:: Dataset rows ::

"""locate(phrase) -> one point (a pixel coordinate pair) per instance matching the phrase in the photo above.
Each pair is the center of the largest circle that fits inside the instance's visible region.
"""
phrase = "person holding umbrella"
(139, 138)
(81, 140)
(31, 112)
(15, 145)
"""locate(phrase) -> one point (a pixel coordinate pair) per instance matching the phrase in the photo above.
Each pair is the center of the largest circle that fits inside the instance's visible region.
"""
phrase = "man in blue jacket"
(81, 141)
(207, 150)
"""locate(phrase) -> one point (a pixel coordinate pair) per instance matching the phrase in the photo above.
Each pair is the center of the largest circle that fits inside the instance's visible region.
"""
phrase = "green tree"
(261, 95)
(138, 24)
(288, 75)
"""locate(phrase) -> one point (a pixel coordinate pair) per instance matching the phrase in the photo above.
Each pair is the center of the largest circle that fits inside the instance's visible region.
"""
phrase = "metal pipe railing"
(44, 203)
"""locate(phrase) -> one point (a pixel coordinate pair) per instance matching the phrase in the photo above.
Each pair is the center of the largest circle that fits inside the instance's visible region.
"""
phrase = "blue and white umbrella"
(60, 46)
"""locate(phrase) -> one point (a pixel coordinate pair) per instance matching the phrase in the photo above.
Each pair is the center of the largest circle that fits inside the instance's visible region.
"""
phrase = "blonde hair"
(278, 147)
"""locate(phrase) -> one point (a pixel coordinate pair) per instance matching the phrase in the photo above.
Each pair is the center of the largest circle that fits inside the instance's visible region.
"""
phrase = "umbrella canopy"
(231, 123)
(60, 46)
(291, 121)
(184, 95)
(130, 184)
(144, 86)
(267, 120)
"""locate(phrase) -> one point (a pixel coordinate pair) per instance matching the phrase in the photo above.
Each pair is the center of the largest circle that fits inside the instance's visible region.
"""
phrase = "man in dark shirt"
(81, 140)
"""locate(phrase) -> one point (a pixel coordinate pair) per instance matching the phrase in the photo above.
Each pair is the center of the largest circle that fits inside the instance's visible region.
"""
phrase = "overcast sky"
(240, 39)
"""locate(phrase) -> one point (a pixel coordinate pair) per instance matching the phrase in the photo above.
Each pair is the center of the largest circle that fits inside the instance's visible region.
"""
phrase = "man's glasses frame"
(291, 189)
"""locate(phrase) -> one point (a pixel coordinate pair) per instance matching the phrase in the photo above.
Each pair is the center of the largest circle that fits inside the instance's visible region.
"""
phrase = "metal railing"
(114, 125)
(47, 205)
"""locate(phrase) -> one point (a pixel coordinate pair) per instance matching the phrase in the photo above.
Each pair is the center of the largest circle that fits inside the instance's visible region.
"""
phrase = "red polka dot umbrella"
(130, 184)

:::

*What the task asks*: Each line of the material above needs to be quoted exactly, please.

*Final result*:
"""locate(phrase) -> one point (a pixel coordinate pair) per instance matching the phrase in the photo above.
Each pair is the center of the largest circle that fits inside the instance's visible region.
"""
phrase = "person holding umbrella"
(139, 138)
(81, 140)
(31, 112)
(15, 145)
"""locate(phrase) -> one point (a pixel coordinate pair) per instance matching the phrase in the photo above.
Each pair is the center of the largest circle that fits inside the instance's visible region.
"""
phrase = "man in blue jacket"
(81, 141)
(207, 150)
"""locate(phrase) -> one point (a pixel coordinate pair) per instance matching the phrase in the photo above.
Each pair is the center of the largest circle that fits inside the instance's visible region.
"""
phrase = "green tree"
(261, 95)
(138, 24)
(288, 75)
"""locate(phrase) -> one point (a pixel coordinate pair) per instance matching the phrase in the photo above.
Each pair is the center of the largest circle that fits inside the instance's visible region.
"""
phrase = "metal pipe railing"
(44, 203)
"""locate(phrase) -> one point (a pixel coordinate pair) per instance matching the phrase in the photo above.
Each pair is the center of the largest circle that fits inside the instance's visible region.
"""
phrase = "blue and white umbrella"
(60, 46)
"""locate(phrase) -> one point (a pixel coordinate pair) per instance matching the phrase in the photo above.
Each pair is the center of the largest circle that fits inside the instance's visible region.
"""
phrase = "blonde hair"
(278, 147)
"""locate(phrase) -> one point (a pixel coordinate pair) per instance matching the phrase in the photo above.
Each pair is the center of the largest circle that fits inside the instance's visible region.
"""
phrase = "umbrella canopy"
(231, 123)
(60, 46)
(291, 121)
(184, 95)
(130, 184)
(144, 86)
(267, 120)
"""locate(phrase) -> one point (a pixel coordinate pair) per instance matching the phrase in the photo above.
Each pair is the center of the largest circle that fits inside the instance's visible region.
"""
phrase = "man in dark shirt"
(81, 140)
"""locate(phrase) -> one point (a pixel coordinate pair) per instance matching the phrase in the photo above.
Each pair is the center of the largest circle that fits inside the instance's visible region.
"""
phrase = "overcast sky"
(240, 39)
"""locate(phrase) -> one point (a pixel coordinate pair) per instance matching the phrase in the photo above.
Each pair is the center of the largest circle that fits inside the instance's visible region.
"""
phrase = "man's glasses frame"
(291, 189)
"""locate(phrase) -> one point (a pixel coordinate pair) per instance matching the phrase in the photo above.
Each pair is the center of the largest circle that fits inside the instance's visible region.
"""
phrase = "metal railing"
(114, 125)
(47, 205)
"""locate(phrase) -> one point (a pixel coordinate pair) per instance matching the phrase in the photo above.
Each pair is the center of the largest circle that fits inside the instance's visible region.
"""
phrase = "red polka dot umbrella"
(130, 184)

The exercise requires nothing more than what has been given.